> [Work item]: Only the text of the records belongs in the answer, copied exactly and without pictures.

── Working data

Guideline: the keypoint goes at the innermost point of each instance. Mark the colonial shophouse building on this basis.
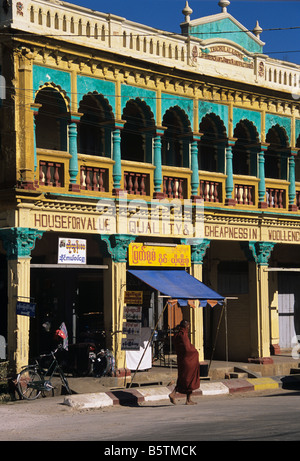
(106, 124)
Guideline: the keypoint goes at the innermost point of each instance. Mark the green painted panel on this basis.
(186, 104)
(245, 114)
(284, 122)
(89, 85)
(226, 29)
(42, 75)
(221, 110)
(132, 92)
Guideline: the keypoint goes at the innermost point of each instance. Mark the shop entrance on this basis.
(72, 296)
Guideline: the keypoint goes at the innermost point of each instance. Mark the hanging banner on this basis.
(159, 256)
(71, 251)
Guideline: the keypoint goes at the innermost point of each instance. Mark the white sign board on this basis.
(71, 251)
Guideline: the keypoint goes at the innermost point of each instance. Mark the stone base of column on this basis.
(229, 202)
(275, 349)
(74, 188)
(261, 360)
(27, 185)
(293, 207)
(194, 198)
(262, 205)
(158, 195)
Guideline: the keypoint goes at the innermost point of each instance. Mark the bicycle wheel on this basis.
(28, 382)
(65, 383)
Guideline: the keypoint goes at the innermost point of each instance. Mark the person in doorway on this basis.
(188, 365)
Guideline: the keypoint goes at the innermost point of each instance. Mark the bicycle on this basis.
(32, 382)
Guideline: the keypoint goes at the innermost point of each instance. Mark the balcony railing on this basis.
(51, 174)
(94, 178)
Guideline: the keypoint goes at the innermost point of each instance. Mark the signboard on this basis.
(159, 256)
(133, 297)
(24, 308)
(71, 251)
(133, 313)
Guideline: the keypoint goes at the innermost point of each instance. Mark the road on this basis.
(251, 416)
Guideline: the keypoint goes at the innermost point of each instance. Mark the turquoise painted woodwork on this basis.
(87, 85)
(229, 173)
(18, 242)
(194, 167)
(157, 163)
(284, 122)
(117, 170)
(42, 75)
(73, 165)
(220, 28)
(261, 252)
(186, 104)
(261, 175)
(245, 114)
(221, 110)
(129, 92)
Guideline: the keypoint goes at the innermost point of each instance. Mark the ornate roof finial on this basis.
(187, 11)
(223, 4)
(257, 30)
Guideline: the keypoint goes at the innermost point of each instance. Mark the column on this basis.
(73, 165)
(291, 178)
(115, 283)
(18, 243)
(157, 162)
(260, 316)
(261, 175)
(195, 167)
(229, 174)
(198, 251)
(117, 168)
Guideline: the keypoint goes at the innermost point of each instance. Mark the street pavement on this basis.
(135, 396)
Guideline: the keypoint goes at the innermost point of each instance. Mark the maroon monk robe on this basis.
(187, 363)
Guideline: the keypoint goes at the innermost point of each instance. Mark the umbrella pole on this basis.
(149, 341)
(213, 351)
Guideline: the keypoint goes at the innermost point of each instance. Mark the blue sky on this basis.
(280, 15)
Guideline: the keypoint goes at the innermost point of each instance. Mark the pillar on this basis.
(117, 168)
(73, 165)
(18, 243)
(292, 184)
(158, 180)
(195, 168)
(261, 175)
(198, 251)
(260, 316)
(229, 186)
(115, 283)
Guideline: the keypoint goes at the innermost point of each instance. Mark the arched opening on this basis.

────

> [Task solution]:
Guideline: the keypoint goes at the innermost point of each instance. Mark the colonial shophouse building on this basis.
(106, 124)
Guideline: the keypoint goes at the innermost point of each instance. Mark the green painted panel on this basis.
(186, 104)
(245, 114)
(284, 122)
(89, 85)
(226, 29)
(42, 75)
(221, 110)
(132, 92)
Guideline: the keypoint goes at the innermost point of each instance. Mark the shop entrance on this basis.
(72, 296)
Guideline: the keypoint goes at the innermost point of each instance. Mark the hanging banner on this basis.
(159, 256)
(71, 251)
Guideline: the keypoint goes at the innermost point of each instance. Mark the white sign board on this basis.
(71, 251)
Guideline: the keypoint goes at the innermost point of each instance. Mark the stone base of column on this basis.
(229, 202)
(275, 349)
(74, 188)
(261, 360)
(27, 185)
(293, 207)
(194, 198)
(262, 205)
(158, 195)
Guideline: the keypoint goes at the innermost point of each instance. Mark the bicycle wheel on this basis.
(28, 382)
(65, 383)
Guideline: the keypoint goes at the innermost point of each instance. Mark the person in doorway on this basis.
(188, 365)
Guideline: the keypoint goes at the innermost point of each instance. Mark the bicycle on this basis.
(32, 382)
Guideline: the keypoint goes at the innermost point of each instance. Mark the balcony railing on this basis.
(51, 174)
(94, 178)
Guideline: the keypoint goes at the innermost point of each instance. Mark the signboard on this basis.
(159, 256)
(133, 297)
(24, 308)
(71, 251)
(133, 313)
Guideline: the keypoint goes at the innermost point of each instance. Mark the road on this basis.
(251, 416)
Guideline: the keypoint goes at the innermost point of each instance. Mark the turquoise painted woodwork on this basis.
(87, 85)
(229, 173)
(18, 242)
(194, 167)
(157, 163)
(284, 122)
(117, 170)
(42, 75)
(73, 165)
(220, 28)
(261, 252)
(186, 104)
(261, 175)
(245, 114)
(221, 110)
(129, 92)
Guideline: the keypoint goes at the innermost point of each instance. Mark the ornate roof finial on this basis.
(187, 11)
(223, 4)
(257, 30)
Guideline: the keypoint goes at the innermost point of each instance. Mark the column on this basis.
(73, 165)
(291, 178)
(115, 283)
(18, 243)
(157, 162)
(260, 316)
(261, 175)
(195, 167)
(229, 174)
(198, 251)
(117, 168)
Guideline: the keypoint goes at the innermost point of each instance. Mark the street pavement on this basis.
(135, 396)
Guideline: the keypoint goes at the innermost point of each instance. Mark the maroon monk robe on this basis.
(187, 363)
Guideline: the keypoint goes at the innermost point of each instance. Mark the umbrella pole on this basis.
(149, 341)
(213, 351)
Guideline: the keypoint goes at the innermost point of each instance. Mark the blue sky on this basis.
(280, 15)
Guideline: the keypoint goes at the innermost point of each instance. Mark the pillar on this basis.
(117, 168)
(73, 165)
(18, 243)
(292, 184)
(158, 180)
(195, 168)
(261, 175)
(198, 251)
(260, 316)
(229, 186)
(115, 283)
Guideline: the keypoint goes at the innermost point of each instance. Mark the arched opening on this basis.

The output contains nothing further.